= Task statement =
Extend the news report below about lawmakers condemning the Foreign Correspondents' Club for hosting Andy Chan Ho-tin's talk, starting right after its final sentence.

= Excerpt =
══════

At Aug 14, 2018's press conference, lawmakers issue their objection against the FCC's hosting of Andy Chan Ho-tin's talk which publicly incited Hong Kong independence, saying the club acted in defiance of Hong Kong laws. (PARKER ZHENG / CHINA DAILY)
HONG KONG - Some 32 lawmakers on Tuesday called on the Hong Kong Special Administrative Region Government to take concrete measures to prevent organizations from providing platforms for advocating Hong Kong independence.
The lawmakers strongly condemned the FCC for hosting a talk that publicly advocated separatism, arguing that it was interfering in the country’s internal affairs
Their admonition came hours after the Foreign Correspondents' Club hosted a luncheon talk delivered by Hong Kong National Party convener Andy Chan Ho-tin. The party is an unregistered political group that explicitly advocates the independence of Hong Kong.
At a press conference, the lawmakers strongly condemned the FCC for hosting a talk that publicly advocated separatism, arguing that it was interfering in the country’s internal affairs.

══════

[Image region outline records]
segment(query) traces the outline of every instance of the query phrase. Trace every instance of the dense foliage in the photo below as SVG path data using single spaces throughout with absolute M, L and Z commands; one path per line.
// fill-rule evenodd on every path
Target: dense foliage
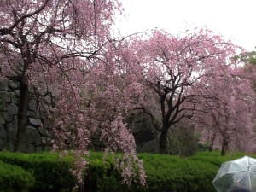
M 32 172 L 18 166 L 11 166 L 0 160 L 0 191 L 23 192 L 34 186 Z
M 91 192 L 162 192 L 169 189 L 174 192 L 214 192 L 212 182 L 221 164 L 241 157 L 244 154 L 230 153 L 221 156 L 219 151 L 201 152 L 189 158 L 139 154 L 148 176 L 147 186 L 142 187 L 133 183 L 130 188 L 122 183 L 120 173 L 116 170 L 113 157 L 105 156 L 103 160 L 103 155 L 102 153 L 91 153 L 87 160 L 90 162 L 90 166 L 84 174 L 86 183 L 80 189 Z M 121 154 L 116 154 L 115 157 Z M 26 183 L 26 187 L 33 186 L 31 191 L 68 191 L 76 184 L 68 171 L 72 166 L 70 157 L 59 159 L 55 153 L 26 154 L 1 152 L 0 160 L 21 166 L 32 173 L 35 183 L 30 175 L 25 176 L 25 172 L 20 167 L 13 167 L 10 165 L 4 166 L 8 167 L 5 172 L 8 179 L 17 183 L 22 182 L 24 185 Z M 14 169 L 19 172 L 13 173 Z M 12 183 L 5 183 L 5 186 L 11 186 Z M 26 191 L 27 188 L 23 189 Z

══════

= Task response =
They also criticized the club for defying Hong Kong’s laws, abusing the government’s respect and trust, and using government-owned premises to assist the advocacy of Hong Kong independence.
They called for the government to review whether to renew FCC’s lease, or even recover the premises. The FCC has rented the Old Dairy Farm Building in Central from the government since 1982. Currently, the club is under a seven-year lease contract which expires in 2023.
Legislator and barrister Priscilla Leung Mei-fun said that the club’s action is definitely intolerable. She noted that if the government takes no action against the club’s move, the club might invite more activists including those who support Taiwan and Tibet separating from the country. She also worried that other organizations in the city may follow the FCC’s bad example.
Earlier of the day, the SAR government issued a statement saying it “deeply regrets” the club’s action.
Describing the response not harsh enough, Leung urged the government to act more “resolutely” as “no action means connivance, which is definitely not allowed,” she said.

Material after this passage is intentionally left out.